(begin)

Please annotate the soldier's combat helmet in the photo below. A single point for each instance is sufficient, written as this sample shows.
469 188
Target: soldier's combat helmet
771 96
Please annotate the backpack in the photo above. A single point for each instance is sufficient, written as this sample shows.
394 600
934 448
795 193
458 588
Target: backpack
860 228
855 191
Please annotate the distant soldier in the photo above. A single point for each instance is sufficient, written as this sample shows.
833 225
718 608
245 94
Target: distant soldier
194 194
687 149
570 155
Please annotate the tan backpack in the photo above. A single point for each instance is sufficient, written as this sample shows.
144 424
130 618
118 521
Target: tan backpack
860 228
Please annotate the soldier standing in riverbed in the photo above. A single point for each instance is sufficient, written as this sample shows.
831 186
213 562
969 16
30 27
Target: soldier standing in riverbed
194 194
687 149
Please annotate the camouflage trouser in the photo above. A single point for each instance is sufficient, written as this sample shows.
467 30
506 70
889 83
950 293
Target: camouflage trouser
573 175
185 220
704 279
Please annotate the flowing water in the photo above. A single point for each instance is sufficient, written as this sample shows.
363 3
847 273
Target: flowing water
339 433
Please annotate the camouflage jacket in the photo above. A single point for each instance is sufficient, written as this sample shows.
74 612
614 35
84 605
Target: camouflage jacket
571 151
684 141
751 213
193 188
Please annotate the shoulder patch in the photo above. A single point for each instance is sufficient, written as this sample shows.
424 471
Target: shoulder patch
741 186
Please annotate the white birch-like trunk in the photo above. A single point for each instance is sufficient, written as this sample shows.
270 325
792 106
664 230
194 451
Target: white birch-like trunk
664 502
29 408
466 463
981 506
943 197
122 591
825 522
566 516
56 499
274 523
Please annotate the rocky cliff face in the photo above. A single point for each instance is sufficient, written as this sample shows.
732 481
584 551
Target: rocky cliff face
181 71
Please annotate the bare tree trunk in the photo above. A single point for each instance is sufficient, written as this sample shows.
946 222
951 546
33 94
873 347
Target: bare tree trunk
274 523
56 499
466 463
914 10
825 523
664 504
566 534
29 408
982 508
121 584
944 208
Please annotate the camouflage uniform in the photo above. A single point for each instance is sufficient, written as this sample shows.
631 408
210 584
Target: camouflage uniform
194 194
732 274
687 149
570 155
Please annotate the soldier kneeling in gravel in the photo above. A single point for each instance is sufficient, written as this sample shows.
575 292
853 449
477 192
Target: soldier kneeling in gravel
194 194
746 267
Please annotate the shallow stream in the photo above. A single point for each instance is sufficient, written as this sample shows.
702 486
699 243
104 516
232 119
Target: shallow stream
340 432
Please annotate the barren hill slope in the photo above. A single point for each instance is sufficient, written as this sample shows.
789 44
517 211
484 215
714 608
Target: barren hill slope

(end)

Exercise:
Reproduce all of the entries word for word.

Written response:
Please annotate the soldier's combat helmet in the photo below. A single point for each instance is sufficient, written as this sample shows.
469 188
Target: soldier's combat helmet
771 96
Please annotate the backpack in the photo above. A single point for each instance is sufficient, written as this sample shows.
394 600
934 448
795 193
458 588
Target: backpack
860 228
855 191
Please annotate the distant soldier in the photo above. A single point for each instance is sufficient, written as this sample shows.
833 225
718 608
245 94
Target: distant soldier
194 194
687 149
570 155
Please annotate the tan backpack in the photo above. A single point for each instance is sufficient, written as this sample shows.
144 424
130 618
118 521
Target: tan backpack
860 228
Please annotate the soldier standing in riverbed in the photo above. A single point for each instance is sufficient, written as this sample shows.
831 186
213 562
969 16
30 27
Target: soldier standing in riverbed
194 194
687 149
Please annotate the camouflage trouser in the photo above. A single point for each instance is sufficient, written as this sample shows.
467 30
506 70
889 83
950 293
Target: camouflage trouser
573 175
185 220
704 279
Please annotate the flowing water in the photo above. A single point for each instance is sufficient, written as this sample shows.
363 3
847 273
Target: flowing water
339 433
Please annotate the camouflage jacket in the photo above. A single point for each instance is sufficient, written as this sample shows.
74 612
614 35
84 605
Target: camouflage jacket
571 151
684 141
751 213
193 188
Please annotate the shoulder patch in the photo above. A single point for each instance is sufficient, written as this sample shows.
424 471
Target: shoulder patch
741 186
Please annotate the white birch-like trunk in the photo above. A single point for each instance is sufficient, written as this sample shows.
270 325
792 106
664 230
194 451
Target: white birch-like trunk
664 502
29 408
466 463
981 506
943 197
122 591
825 522
566 516
56 499
274 523
Please annotate the rocky cliff face in the photo above. A single point for each instance is sufficient, written as this sample shows.
732 481
584 551
Target: rocky cliff face
181 71
Please annotate the bare tree trunk in the photo above. A single point for each instance is sufficient, written as this sample shows.
946 222
951 546
33 94
873 347
Target: bare tree trunk
274 523
56 499
466 463
914 10
825 523
664 504
566 534
29 408
982 508
121 584
944 208
Please annotate the camouflage uniform in the photo above. A single point for each instance is sufficient, written as this sample shows.
631 408
210 584
Target: camouflage uniform
194 194
732 274
687 149
570 155
Please annotate the soldier kneeling in gravel in the photo above. A single point for each instance is sufficient, written as this sample shows.
575 292
853 449
477 192
Target: soldier kneeling in gravel
194 194
746 267
Please annotate the shallow stream in the photo above. A single point for each instance is sufficient, written as this sample shows.
702 486
699 243
104 516
232 119
Target: shallow stream
340 432
Please annotate the barren hill slope in the photo above. A single point for each instance is sufficient, written as this sample shows.
789 44
517 211
484 215
714 608
Target: barren hill slope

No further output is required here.